**Treść zadania A:** Według fragmentu o opodatkowaniu ultrabogatych ilu ludzi na świecie miało w 2022 r. majątek równy milionowi dolarów lub większy?
**Treść zadania B:** Wyciągnij z danych każdy wiersz zawierający ciąg „skyscraper”. Wielkość liter ma znaczenie.

***** Wycinek strony

Tekst powstał w ramach projektu WP Opinie. Przedstawiamy w nim zróżnicowane spojrzenia komentatorów i liderów opinii publicznej na kluczowe sprawy społeczne i polityczne.
Ultrabogatych jest po prostu za mało. Ale to nie znaczy, że nie należałoby ich solidnie opodatkować. Właśnie po to, aby niezamożnym - zarówno w poszczególnych państwach, jak i w perspektywie globalnej - ulżyć. Zobaczmy więc, jak wyglądają liczby.
Według stworzonego przez bank UBS opracowania Global Wealth Report 2023 w 2022 r. na świecie było niecałe 60 mln ludzi o majątku równym bądź większym milionowi dolarów. Chodzi o majątki netto, czyli o zasoby pomniejszone o długi. Nie chodzi tu oczywiście tylko o środki na kontach.

**********
***** Dostępne dane

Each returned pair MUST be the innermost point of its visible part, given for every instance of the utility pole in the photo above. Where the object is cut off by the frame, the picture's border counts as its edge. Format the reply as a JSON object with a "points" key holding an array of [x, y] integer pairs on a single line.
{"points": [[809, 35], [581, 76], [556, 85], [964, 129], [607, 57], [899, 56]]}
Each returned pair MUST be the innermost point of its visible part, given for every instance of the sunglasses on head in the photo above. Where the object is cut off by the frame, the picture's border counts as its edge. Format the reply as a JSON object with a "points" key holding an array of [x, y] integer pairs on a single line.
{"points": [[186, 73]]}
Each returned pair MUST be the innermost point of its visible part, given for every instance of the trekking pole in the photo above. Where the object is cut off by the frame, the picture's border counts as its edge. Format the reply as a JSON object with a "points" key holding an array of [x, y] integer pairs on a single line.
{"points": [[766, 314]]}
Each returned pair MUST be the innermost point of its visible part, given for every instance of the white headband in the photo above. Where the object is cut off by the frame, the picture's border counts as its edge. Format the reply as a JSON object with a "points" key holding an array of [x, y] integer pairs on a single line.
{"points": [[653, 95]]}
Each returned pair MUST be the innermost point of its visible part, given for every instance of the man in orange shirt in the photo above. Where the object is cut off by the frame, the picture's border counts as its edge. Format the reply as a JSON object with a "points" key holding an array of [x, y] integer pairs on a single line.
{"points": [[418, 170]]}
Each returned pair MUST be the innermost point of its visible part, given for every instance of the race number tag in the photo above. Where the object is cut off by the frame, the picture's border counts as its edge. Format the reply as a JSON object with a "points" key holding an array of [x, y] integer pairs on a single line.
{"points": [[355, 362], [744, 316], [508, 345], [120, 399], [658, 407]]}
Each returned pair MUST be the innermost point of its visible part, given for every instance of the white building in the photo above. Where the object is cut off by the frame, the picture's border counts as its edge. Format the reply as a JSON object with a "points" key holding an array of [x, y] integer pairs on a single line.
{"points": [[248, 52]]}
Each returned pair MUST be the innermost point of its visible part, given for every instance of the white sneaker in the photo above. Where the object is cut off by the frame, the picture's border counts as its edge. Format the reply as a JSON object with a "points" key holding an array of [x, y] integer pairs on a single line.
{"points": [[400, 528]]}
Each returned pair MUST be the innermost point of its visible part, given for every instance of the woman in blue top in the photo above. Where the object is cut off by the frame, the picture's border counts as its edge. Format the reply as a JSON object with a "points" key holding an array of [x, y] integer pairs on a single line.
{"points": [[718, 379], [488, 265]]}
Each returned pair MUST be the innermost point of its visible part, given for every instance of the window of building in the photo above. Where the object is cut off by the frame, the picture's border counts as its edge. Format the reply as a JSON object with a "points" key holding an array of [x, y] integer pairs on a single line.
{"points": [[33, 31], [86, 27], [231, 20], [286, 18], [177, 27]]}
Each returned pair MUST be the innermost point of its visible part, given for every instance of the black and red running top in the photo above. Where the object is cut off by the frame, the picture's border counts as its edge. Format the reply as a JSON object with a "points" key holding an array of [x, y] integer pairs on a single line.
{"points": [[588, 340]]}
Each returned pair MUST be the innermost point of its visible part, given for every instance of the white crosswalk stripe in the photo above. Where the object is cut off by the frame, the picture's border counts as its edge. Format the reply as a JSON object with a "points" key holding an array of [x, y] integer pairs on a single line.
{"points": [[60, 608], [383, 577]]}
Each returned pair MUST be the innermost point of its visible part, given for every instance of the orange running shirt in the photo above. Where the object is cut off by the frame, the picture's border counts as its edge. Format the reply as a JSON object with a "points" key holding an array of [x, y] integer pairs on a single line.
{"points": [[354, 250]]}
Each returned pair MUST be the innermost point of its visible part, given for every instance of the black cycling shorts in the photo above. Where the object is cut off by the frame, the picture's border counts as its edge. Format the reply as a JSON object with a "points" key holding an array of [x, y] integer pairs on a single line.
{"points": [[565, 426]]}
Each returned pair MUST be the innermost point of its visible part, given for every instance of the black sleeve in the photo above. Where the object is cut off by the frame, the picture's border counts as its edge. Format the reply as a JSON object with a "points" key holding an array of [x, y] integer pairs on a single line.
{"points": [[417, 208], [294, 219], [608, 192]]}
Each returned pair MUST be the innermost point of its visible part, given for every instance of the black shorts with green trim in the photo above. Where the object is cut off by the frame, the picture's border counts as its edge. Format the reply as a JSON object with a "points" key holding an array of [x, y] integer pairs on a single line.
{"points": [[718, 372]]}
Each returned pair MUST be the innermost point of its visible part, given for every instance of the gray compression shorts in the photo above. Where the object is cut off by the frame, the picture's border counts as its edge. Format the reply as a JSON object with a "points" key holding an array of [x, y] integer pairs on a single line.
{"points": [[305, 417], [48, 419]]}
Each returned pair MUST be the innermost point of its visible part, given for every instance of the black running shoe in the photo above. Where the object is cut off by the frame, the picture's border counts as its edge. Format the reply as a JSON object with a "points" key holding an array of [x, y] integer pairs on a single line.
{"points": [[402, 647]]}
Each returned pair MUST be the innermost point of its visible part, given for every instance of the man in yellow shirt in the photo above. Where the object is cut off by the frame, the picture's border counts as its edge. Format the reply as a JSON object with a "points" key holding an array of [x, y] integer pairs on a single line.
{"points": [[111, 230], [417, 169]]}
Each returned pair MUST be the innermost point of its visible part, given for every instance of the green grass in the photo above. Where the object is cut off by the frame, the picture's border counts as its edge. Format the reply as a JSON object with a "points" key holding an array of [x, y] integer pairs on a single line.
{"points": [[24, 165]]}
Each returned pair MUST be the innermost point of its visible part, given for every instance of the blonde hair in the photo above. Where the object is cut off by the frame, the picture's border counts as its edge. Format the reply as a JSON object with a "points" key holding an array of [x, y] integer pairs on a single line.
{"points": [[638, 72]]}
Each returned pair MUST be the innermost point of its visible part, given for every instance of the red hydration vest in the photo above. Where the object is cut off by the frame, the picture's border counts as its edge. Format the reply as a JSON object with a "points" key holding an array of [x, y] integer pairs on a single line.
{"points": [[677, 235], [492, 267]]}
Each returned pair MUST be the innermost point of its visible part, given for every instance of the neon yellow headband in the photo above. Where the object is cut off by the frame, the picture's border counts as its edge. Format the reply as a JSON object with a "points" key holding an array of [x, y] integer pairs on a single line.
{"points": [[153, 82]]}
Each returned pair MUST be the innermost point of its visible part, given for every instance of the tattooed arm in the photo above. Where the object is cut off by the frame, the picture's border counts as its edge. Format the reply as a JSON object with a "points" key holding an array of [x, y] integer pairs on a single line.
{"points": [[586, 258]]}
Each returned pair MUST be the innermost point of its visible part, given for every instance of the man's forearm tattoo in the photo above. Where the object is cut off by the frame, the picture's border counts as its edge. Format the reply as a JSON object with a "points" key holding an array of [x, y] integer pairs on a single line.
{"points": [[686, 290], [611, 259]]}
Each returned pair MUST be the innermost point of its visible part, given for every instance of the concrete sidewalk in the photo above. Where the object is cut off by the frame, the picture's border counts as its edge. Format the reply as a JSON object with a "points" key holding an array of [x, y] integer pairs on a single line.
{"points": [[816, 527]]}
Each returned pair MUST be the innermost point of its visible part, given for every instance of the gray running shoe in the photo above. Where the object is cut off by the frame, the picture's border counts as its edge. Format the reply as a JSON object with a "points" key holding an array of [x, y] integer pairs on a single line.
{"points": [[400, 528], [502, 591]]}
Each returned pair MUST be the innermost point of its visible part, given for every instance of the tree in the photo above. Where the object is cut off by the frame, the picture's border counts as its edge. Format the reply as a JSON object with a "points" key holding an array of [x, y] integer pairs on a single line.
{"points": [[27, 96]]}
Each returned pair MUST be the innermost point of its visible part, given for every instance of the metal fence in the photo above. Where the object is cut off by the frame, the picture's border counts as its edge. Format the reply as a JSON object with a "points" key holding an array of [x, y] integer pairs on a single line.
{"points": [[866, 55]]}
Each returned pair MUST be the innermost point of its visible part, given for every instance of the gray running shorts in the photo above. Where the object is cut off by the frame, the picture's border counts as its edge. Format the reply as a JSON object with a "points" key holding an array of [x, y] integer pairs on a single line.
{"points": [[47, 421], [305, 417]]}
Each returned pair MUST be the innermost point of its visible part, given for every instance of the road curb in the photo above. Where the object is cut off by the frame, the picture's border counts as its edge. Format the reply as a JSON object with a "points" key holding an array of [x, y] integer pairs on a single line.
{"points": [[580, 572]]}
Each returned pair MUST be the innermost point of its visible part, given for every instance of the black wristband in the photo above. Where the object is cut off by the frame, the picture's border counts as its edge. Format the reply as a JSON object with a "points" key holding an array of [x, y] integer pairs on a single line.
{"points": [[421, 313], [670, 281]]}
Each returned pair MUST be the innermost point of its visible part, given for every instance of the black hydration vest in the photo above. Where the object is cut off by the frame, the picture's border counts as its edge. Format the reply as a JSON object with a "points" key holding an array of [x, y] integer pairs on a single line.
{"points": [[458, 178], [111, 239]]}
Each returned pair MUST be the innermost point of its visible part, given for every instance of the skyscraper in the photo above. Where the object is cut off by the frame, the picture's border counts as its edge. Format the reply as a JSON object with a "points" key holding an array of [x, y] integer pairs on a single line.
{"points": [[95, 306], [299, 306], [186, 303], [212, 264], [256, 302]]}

**********
***** Dostępne dane

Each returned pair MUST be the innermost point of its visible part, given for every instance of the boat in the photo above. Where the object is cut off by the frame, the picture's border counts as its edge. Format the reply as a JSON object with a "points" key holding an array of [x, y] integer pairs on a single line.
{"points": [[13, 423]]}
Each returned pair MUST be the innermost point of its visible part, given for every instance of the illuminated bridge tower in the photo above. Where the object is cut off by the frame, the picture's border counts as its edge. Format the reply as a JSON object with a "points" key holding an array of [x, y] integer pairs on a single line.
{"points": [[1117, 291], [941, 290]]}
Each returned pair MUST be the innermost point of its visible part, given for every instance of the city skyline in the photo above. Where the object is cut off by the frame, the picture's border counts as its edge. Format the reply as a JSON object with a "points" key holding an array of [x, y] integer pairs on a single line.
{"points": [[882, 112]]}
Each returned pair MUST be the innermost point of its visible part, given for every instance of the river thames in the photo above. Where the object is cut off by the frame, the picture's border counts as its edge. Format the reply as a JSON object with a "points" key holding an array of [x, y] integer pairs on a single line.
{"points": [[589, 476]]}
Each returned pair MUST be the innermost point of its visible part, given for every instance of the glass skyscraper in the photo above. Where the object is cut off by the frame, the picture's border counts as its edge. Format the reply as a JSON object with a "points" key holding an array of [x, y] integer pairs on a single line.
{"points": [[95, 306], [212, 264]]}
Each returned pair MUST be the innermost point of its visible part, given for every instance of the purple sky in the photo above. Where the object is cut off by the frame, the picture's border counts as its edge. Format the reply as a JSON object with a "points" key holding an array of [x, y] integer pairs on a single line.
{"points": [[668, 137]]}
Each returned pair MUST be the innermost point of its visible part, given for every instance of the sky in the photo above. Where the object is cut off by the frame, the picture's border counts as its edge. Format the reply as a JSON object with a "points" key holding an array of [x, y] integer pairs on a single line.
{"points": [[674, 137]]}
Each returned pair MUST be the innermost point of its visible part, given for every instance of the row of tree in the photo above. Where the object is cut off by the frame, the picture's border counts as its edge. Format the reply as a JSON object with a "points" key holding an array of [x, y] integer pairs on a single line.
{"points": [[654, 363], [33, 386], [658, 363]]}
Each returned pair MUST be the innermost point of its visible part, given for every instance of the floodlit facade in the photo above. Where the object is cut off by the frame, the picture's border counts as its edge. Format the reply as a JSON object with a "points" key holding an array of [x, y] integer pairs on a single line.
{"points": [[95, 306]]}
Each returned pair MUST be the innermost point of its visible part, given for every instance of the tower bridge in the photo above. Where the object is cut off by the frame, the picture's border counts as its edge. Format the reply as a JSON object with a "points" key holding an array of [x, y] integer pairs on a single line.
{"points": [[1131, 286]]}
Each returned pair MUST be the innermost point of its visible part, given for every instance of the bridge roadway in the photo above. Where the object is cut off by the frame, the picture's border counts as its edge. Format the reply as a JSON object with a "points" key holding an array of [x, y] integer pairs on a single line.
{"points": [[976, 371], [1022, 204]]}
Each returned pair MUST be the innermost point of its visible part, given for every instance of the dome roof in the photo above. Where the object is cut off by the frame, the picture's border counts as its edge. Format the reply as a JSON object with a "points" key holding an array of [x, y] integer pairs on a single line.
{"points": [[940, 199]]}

**********
***** Dostępne dane

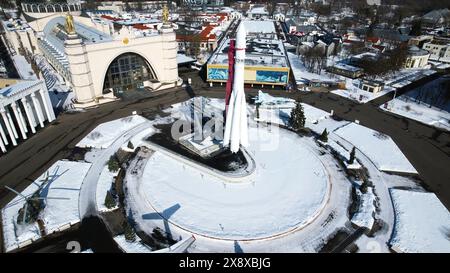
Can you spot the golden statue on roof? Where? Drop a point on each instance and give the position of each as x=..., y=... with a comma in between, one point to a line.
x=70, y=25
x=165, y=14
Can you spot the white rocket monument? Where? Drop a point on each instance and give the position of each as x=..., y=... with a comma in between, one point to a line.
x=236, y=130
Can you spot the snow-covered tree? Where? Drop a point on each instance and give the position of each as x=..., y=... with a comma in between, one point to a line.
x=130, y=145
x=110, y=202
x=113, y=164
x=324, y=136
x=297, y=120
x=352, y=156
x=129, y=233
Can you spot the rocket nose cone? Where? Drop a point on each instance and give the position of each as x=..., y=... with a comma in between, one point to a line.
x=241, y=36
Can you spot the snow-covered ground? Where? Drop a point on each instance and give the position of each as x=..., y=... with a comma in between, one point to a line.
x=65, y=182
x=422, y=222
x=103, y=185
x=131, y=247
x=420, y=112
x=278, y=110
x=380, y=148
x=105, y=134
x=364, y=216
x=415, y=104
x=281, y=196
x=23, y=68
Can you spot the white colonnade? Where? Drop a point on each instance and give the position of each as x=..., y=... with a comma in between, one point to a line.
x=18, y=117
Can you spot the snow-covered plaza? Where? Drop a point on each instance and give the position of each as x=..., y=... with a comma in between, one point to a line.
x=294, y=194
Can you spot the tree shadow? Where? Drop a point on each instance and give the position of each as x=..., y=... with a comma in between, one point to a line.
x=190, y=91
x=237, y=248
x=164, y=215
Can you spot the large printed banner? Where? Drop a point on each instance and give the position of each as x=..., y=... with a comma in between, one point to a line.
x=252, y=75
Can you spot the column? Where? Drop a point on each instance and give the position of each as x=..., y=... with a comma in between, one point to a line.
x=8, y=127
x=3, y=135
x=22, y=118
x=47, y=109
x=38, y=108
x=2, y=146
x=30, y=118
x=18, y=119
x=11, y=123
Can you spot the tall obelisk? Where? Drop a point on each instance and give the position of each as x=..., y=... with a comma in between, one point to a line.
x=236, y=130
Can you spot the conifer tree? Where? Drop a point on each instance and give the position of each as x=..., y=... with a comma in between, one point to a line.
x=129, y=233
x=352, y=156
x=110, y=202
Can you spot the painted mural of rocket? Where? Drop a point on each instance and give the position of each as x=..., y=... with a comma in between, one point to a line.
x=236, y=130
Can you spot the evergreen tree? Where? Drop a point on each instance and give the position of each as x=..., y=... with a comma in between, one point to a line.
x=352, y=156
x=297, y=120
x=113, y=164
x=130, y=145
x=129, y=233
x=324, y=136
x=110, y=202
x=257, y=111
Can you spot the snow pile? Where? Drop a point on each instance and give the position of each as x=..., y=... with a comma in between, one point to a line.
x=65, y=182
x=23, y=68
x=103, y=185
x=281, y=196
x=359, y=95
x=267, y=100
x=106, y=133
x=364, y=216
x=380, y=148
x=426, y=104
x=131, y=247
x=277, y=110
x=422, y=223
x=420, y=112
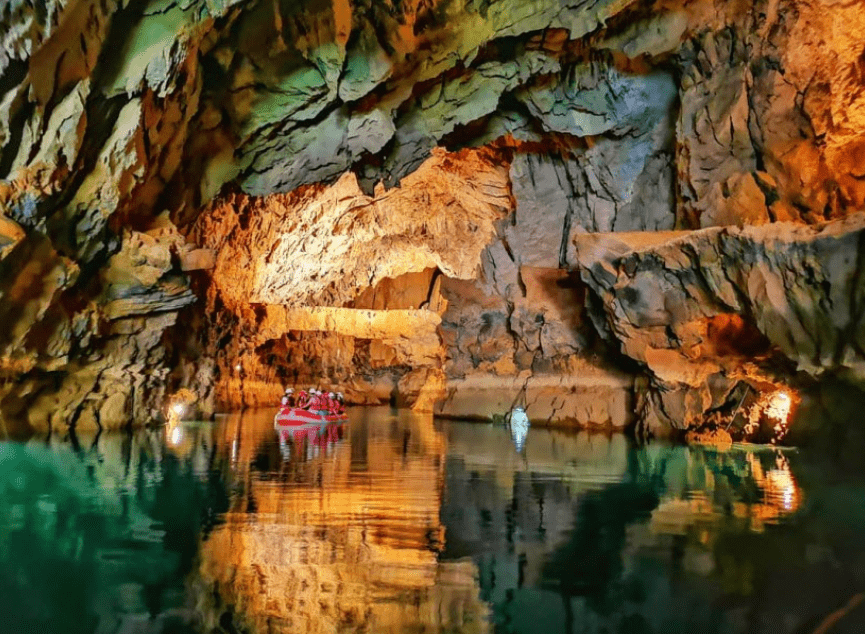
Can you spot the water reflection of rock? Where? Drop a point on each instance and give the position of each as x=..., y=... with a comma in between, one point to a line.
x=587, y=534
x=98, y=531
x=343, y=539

**********

**Odpowiedź A:** Niecałe 60 mln.

**Odpowiedź B:**
Each returned pair MUST be the innermost point of its visible part, given for every instance of the skyscraper in the photo above. Where the object is cut off by the frame, the picture's border counts as its edge. Format the reply as a JSON object with a "points" key holding an array of [x, y] integer pairs on a single line.
Each returned pair MUST be the innermost point of its visible part, given for every instance of the glass skyscraper in the photo above. Where the object is cut off by the frame, the picture's border counts as its edge. Format the reply as a JSON object with a "points" key holding an array of [x, y] integer pairs on a single line.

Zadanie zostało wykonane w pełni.